▶ _Set problem_: Scale everything from the line containing "Greenhouse-scouting request: tag the ponytail" down to the end of the entries, rewriting each line with its request text unchanged. Multiply every x and y coordinate in the answers by 2 and round to whole numbers, with halves rounding up.

(Data entries)
=====

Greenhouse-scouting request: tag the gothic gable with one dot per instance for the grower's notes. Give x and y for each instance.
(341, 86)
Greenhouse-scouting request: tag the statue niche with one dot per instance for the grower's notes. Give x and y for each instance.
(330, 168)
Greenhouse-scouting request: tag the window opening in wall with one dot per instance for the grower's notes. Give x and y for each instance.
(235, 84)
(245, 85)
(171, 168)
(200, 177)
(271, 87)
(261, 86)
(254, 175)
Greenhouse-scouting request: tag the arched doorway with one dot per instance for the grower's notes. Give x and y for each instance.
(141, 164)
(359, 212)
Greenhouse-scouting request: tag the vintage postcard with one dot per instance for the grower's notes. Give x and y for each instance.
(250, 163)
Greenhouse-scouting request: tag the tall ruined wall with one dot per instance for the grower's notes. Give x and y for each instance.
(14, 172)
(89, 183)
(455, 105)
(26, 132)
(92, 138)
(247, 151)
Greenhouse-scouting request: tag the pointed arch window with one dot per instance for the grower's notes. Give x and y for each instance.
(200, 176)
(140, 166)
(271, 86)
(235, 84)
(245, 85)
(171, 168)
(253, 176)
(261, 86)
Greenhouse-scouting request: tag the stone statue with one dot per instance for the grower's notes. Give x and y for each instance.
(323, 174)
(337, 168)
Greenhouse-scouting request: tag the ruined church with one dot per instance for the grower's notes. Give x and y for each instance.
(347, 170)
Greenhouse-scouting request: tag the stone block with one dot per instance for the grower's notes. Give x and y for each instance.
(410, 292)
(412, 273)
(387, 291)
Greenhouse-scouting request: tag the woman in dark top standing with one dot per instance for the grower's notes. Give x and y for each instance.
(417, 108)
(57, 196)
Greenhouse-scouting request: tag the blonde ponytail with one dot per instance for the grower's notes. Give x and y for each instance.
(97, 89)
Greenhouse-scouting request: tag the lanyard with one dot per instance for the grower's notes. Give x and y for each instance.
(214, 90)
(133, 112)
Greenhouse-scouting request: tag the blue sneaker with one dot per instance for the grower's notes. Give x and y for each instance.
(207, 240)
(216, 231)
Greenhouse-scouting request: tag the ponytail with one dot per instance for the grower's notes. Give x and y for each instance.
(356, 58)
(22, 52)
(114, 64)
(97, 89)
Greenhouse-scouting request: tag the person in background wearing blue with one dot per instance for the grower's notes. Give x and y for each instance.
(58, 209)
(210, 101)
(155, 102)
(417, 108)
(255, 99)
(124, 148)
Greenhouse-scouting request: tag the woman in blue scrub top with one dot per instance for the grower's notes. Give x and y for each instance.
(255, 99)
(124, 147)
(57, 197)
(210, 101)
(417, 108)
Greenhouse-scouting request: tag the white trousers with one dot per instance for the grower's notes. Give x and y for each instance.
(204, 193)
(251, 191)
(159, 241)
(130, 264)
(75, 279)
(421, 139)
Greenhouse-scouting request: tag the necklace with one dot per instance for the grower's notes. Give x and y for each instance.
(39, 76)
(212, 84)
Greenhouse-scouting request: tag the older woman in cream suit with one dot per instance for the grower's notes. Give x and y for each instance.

=====

▶ _Task answer_:
Greenhouse-scouting request: tag the ponytail with one dot per instance for the grower's notes. Give x and y for each instance.
(712, 116)
(44, 104)
(228, 128)
(194, 178)
Greenhouse-scouting request: tag the person in background wearing blue with one dot per instance for the grower's notes. Give x and y for each instance.
(116, 418)
(420, 202)
(310, 204)
(834, 216)
(510, 198)
(248, 296)
Greenhouse-scouting request: tag the woman in blue scrub top with one dot per instance for the grower's notes. Give x and y for each instance.
(510, 198)
(248, 294)
(114, 394)
(420, 202)
(834, 216)
Greenhouse-scouting request: tag the white trousers with one dot per instance for the grower's notes. Give x and y for each instance.
(408, 386)
(502, 382)
(318, 482)
(260, 528)
(150, 558)
(842, 278)
Greenhouse-scouting request: tag the necklace with one dot per instance for the grower's notes. Give x and y for each instance.
(78, 152)
(424, 168)
Greenhouse-scouting request: tag the older woman in cream suit with one dot per instance for the grower's notes. Give x and y for each instance.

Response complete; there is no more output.